Directions for this task: A word-for-word restatement of every entry is what is needed here.

#### Data listing ####

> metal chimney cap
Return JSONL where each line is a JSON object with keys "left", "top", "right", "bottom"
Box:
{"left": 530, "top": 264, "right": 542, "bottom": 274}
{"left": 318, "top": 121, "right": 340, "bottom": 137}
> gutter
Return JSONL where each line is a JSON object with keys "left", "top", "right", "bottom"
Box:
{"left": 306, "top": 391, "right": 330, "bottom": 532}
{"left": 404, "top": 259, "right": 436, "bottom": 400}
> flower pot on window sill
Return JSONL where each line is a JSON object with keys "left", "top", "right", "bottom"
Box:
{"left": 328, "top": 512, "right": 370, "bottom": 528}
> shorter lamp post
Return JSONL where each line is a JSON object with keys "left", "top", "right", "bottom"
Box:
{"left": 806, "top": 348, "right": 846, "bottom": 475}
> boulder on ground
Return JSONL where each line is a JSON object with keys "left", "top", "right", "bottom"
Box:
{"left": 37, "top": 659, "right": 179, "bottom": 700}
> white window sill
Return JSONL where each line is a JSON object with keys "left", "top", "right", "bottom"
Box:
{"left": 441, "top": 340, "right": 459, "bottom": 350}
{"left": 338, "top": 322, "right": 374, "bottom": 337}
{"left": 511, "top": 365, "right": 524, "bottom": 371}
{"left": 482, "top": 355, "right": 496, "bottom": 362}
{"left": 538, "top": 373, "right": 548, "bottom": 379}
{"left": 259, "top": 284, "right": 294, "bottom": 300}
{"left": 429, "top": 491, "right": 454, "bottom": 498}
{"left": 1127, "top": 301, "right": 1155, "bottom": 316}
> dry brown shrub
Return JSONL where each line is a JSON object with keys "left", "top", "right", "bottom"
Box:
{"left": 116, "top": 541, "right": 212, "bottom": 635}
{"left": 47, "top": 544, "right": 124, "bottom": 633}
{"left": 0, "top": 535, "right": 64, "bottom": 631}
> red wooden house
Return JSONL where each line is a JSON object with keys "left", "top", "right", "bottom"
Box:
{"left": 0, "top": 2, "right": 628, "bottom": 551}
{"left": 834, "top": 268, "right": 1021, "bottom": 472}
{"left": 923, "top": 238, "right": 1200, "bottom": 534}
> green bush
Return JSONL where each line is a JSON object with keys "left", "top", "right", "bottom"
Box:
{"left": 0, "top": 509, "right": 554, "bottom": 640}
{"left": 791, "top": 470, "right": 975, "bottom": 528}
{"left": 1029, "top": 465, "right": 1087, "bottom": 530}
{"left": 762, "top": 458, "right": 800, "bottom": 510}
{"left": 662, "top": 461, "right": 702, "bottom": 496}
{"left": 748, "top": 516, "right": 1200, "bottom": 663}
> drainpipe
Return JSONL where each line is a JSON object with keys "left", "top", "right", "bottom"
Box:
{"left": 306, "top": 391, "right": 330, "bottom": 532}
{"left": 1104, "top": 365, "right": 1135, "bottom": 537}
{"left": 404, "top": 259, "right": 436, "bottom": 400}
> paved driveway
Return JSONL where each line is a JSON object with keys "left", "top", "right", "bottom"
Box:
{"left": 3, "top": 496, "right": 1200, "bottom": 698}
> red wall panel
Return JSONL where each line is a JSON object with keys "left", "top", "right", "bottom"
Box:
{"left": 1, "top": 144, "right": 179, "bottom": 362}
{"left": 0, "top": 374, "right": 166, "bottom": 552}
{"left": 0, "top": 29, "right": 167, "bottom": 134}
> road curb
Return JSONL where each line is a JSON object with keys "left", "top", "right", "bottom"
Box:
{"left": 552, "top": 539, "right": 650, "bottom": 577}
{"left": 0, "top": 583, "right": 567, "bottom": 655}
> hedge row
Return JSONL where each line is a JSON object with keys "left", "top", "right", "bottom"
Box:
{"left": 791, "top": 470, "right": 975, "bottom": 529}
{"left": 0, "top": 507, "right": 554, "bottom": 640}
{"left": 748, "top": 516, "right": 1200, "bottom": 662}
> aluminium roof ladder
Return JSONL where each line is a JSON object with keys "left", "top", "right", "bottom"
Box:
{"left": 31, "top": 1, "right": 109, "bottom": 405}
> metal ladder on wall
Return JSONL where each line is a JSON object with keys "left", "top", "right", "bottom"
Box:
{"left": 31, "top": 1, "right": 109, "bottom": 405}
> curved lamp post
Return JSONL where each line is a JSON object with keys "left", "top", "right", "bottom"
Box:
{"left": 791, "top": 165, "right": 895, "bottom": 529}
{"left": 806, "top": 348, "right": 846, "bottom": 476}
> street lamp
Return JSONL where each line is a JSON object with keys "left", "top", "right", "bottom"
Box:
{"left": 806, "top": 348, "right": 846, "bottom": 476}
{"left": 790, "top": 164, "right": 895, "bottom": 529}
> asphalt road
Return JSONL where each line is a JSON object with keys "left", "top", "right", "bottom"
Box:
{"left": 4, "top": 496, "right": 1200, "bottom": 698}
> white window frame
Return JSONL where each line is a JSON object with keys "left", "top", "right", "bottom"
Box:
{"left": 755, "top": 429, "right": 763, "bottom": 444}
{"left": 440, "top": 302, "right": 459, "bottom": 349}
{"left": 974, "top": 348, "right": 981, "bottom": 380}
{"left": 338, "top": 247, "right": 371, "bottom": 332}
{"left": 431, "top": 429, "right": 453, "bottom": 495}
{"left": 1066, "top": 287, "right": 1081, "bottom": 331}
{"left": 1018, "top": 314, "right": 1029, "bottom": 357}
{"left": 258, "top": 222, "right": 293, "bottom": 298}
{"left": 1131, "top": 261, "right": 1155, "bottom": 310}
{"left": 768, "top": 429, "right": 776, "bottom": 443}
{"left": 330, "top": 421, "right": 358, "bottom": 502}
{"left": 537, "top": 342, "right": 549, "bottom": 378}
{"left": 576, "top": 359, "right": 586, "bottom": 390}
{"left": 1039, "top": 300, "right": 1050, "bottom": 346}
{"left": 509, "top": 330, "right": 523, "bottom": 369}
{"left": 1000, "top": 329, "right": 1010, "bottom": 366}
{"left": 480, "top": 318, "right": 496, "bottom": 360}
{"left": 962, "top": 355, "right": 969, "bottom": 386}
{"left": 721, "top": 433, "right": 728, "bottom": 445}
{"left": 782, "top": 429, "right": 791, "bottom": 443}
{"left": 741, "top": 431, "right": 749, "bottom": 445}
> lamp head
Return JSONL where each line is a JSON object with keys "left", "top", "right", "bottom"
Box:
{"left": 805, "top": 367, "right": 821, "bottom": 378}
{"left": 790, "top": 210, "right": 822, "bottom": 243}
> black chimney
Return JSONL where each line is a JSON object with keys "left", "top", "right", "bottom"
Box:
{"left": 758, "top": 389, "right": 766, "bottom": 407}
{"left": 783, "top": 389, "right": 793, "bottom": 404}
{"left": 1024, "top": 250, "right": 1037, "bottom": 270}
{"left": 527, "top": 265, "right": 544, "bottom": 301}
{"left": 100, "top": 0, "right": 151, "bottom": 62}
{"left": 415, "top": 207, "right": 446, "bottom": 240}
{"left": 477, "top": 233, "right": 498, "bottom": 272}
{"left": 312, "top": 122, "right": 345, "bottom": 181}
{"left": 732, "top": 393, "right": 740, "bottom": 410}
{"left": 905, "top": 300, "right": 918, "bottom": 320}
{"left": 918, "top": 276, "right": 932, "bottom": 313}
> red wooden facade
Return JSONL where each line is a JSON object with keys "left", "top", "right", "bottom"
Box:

####

Answer for this exercise:
> metal chimney cap
Return JSONL where each line is a JSON object with keys "left", "top", "right", "bottom"
Box:
{"left": 530, "top": 264, "right": 542, "bottom": 274}
{"left": 318, "top": 121, "right": 340, "bottom": 137}
> gutter
Return JSONL where each line is a JSON object with keys "left", "top", "right", "bottom"
Box:
{"left": 306, "top": 391, "right": 330, "bottom": 532}
{"left": 404, "top": 259, "right": 436, "bottom": 400}
> flower pot on window sill
Return JSONL where each line is a JSON object with keys "left", "top", "right", "bottom"
Box:
{"left": 328, "top": 512, "right": 370, "bottom": 528}
> shorter lamp post
Return JSONL where each line is a JSON object with keys "left", "top", "right", "bottom"
Box:
{"left": 806, "top": 348, "right": 846, "bottom": 475}
> boulder on ground
Return JSONL where each line is a JSON object with keys "left", "top", "right", "bottom"
Box:
{"left": 37, "top": 659, "right": 179, "bottom": 700}
> white window sill
Return JSONL where each line is a JSON object with keys "left", "top", "right", "bottom"
Box:
{"left": 441, "top": 340, "right": 459, "bottom": 350}
{"left": 338, "top": 322, "right": 374, "bottom": 337}
{"left": 511, "top": 365, "right": 524, "bottom": 371}
{"left": 482, "top": 355, "right": 496, "bottom": 362}
{"left": 538, "top": 373, "right": 548, "bottom": 379}
{"left": 259, "top": 284, "right": 294, "bottom": 300}
{"left": 429, "top": 491, "right": 454, "bottom": 498}
{"left": 1127, "top": 301, "right": 1155, "bottom": 316}
> dry brown shrub
Return JSONL where each line is a JSON object with keys "left", "top", "right", "bottom"
Box:
{"left": 116, "top": 541, "right": 212, "bottom": 635}
{"left": 47, "top": 544, "right": 124, "bottom": 633}
{"left": 0, "top": 535, "right": 64, "bottom": 631}
> red wooden house
Return JSONL where each line is a JSON object with keys "left", "top", "right", "bottom"
Box:
{"left": 0, "top": 2, "right": 628, "bottom": 551}
{"left": 834, "top": 268, "right": 1021, "bottom": 472}
{"left": 923, "top": 238, "right": 1200, "bottom": 534}
> green bush
Return JSONL where each line is a JSON object with keys "left", "top", "right", "bottom"
Box:
{"left": 0, "top": 509, "right": 554, "bottom": 640}
{"left": 791, "top": 470, "right": 975, "bottom": 528}
{"left": 1029, "top": 465, "right": 1087, "bottom": 530}
{"left": 762, "top": 458, "right": 800, "bottom": 510}
{"left": 662, "top": 461, "right": 702, "bottom": 496}
{"left": 748, "top": 516, "right": 1200, "bottom": 663}
> drainpipe
Return JSONL where each line is a JSON object with keys "left", "top", "right", "bottom"
Box:
{"left": 306, "top": 391, "right": 330, "bottom": 532}
{"left": 1104, "top": 365, "right": 1135, "bottom": 537}
{"left": 404, "top": 259, "right": 436, "bottom": 400}
> paved driveway
Return JSONL where each line is a JSON object with keys "left", "top", "right", "bottom"
Box:
{"left": 3, "top": 496, "right": 1200, "bottom": 698}
> red wall panel
Return JSONL where each line is a JSON object with keys "left", "top", "right", "bottom"
Box:
{"left": 1, "top": 144, "right": 179, "bottom": 362}
{"left": 0, "top": 374, "right": 166, "bottom": 552}
{"left": 0, "top": 29, "right": 167, "bottom": 134}
> road curb
Return JSONL where each line is a JSON object with keys "left", "top", "right", "bottom"
Box:
{"left": 552, "top": 539, "right": 650, "bottom": 577}
{"left": 0, "top": 583, "right": 567, "bottom": 655}
> hedge row
Return JSONL where each line is a JSON object with keys "left", "top", "right", "bottom"
Box:
{"left": 791, "top": 470, "right": 975, "bottom": 529}
{"left": 0, "top": 507, "right": 554, "bottom": 640}
{"left": 748, "top": 516, "right": 1200, "bottom": 662}
> aluminium roof ladder
Return JSONL where each line is a JSON object with keys "left", "top", "right", "bottom"
Box:
{"left": 31, "top": 1, "right": 109, "bottom": 405}
> metal ladder on wall
Return JSONL where each line is a JSON object with keys "left", "top", "right", "bottom"
Box:
{"left": 31, "top": 1, "right": 109, "bottom": 405}
> curved lamp post
Return JSONL where each line is a JSON object with keys "left", "top", "right", "bottom"
Box:
{"left": 791, "top": 165, "right": 895, "bottom": 529}
{"left": 806, "top": 348, "right": 846, "bottom": 476}
> street lamp
Return JSONL where each line is a JSON object with keys "left", "top", "right", "bottom"
Box:
{"left": 806, "top": 348, "right": 846, "bottom": 476}
{"left": 790, "top": 164, "right": 895, "bottom": 529}
> asphalt road
Return JSONL where each line is a JSON object with keys "left", "top", "right", "bottom"
Box:
{"left": 4, "top": 496, "right": 1200, "bottom": 698}
> white window frame
Return JSONL where each line is a JSON object with keys "left", "top", "right", "bottom"
Box:
{"left": 755, "top": 429, "right": 763, "bottom": 444}
{"left": 440, "top": 302, "right": 459, "bottom": 349}
{"left": 974, "top": 348, "right": 981, "bottom": 380}
{"left": 338, "top": 247, "right": 371, "bottom": 332}
{"left": 431, "top": 429, "right": 453, "bottom": 495}
{"left": 1066, "top": 287, "right": 1081, "bottom": 331}
{"left": 1018, "top": 314, "right": 1029, "bottom": 357}
{"left": 258, "top": 222, "right": 293, "bottom": 298}
{"left": 1131, "top": 261, "right": 1155, "bottom": 310}
{"left": 768, "top": 429, "right": 776, "bottom": 443}
{"left": 330, "top": 421, "right": 358, "bottom": 502}
{"left": 537, "top": 342, "right": 549, "bottom": 378}
{"left": 576, "top": 359, "right": 586, "bottom": 390}
{"left": 1039, "top": 300, "right": 1050, "bottom": 346}
{"left": 509, "top": 330, "right": 523, "bottom": 369}
{"left": 1000, "top": 329, "right": 1010, "bottom": 366}
{"left": 480, "top": 318, "right": 496, "bottom": 360}
{"left": 962, "top": 355, "right": 969, "bottom": 386}
{"left": 721, "top": 433, "right": 728, "bottom": 445}
{"left": 782, "top": 429, "right": 791, "bottom": 443}
{"left": 741, "top": 431, "right": 749, "bottom": 445}
> lamp head
Return JSONL where each line is a JSON object with keys "left", "top", "right", "bottom"
Box:
{"left": 805, "top": 367, "right": 821, "bottom": 378}
{"left": 790, "top": 210, "right": 822, "bottom": 243}
> black chimney
Return JSONL where each line is a JSON object with keys "left", "top", "right", "bottom"
Box:
{"left": 758, "top": 389, "right": 766, "bottom": 407}
{"left": 783, "top": 389, "right": 793, "bottom": 404}
{"left": 1024, "top": 250, "right": 1037, "bottom": 270}
{"left": 527, "top": 265, "right": 544, "bottom": 301}
{"left": 100, "top": 0, "right": 151, "bottom": 62}
{"left": 415, "top": 207, "right": 446, "bottom": 240}
{"left": 477, "top": 233, "right": 498, "bottom": 272}
{"left": 312, "top": 122, "right": 345, "bottom": 181}
{"left": 732, "top": 393, "right": 740, "bottom": 410}
{"left": 905, "top": 300, "right": 918, "bottom": 320}
{"left": 918, "top": 276, "right": 932, "bottom": 313}
> red wooden facade
Return JSONL where each line is a JSON object with keys "left", "top", "right", "bottom"
Box:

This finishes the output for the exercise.